Object location annotation records:

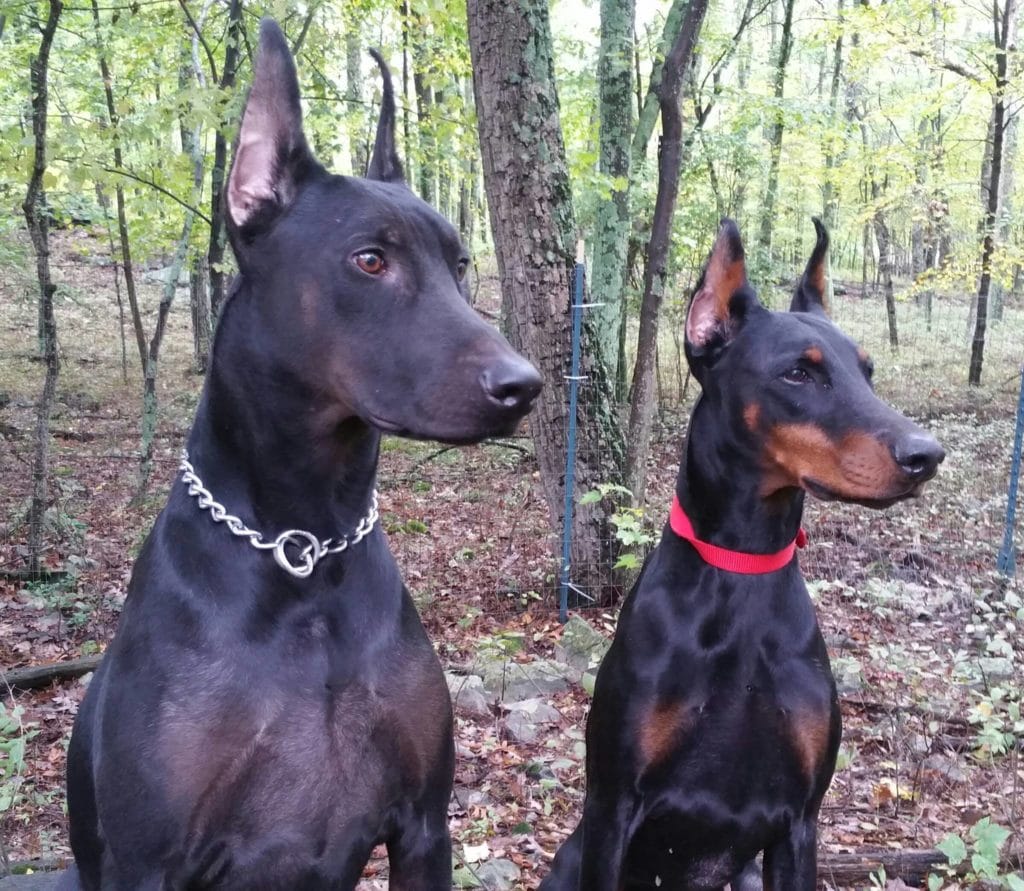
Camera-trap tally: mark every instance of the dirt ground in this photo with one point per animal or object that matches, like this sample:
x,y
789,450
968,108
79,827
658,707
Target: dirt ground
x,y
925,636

--

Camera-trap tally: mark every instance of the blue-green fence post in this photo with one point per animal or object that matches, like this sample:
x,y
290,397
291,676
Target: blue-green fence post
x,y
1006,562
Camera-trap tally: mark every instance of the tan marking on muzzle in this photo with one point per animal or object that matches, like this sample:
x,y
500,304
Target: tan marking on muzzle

## Do this
Rewrite the part of the records that opens with the line containing "Camera-trap tally: mark every instance of the blue-green" and closes with the line containing "Target: tan marking on muzzle", changing "blue-green fence post" to "blue-green gate post" and keeping every other character as it is. Return only those lines.

## Written answer
Camera-trap tally: mark every instance of the blue-green gate post in this photo with one point per animal or object that matches, like this sample:
x,y
290,397
291,676
Target: blue-green gate post
x,y
1006,562
Camera-trap tally: mark every instance of the tan marking on muzzle in this photo with one point per animal or object that matches, like this sample:
x,y
500,304
Target: tan marking on muzzle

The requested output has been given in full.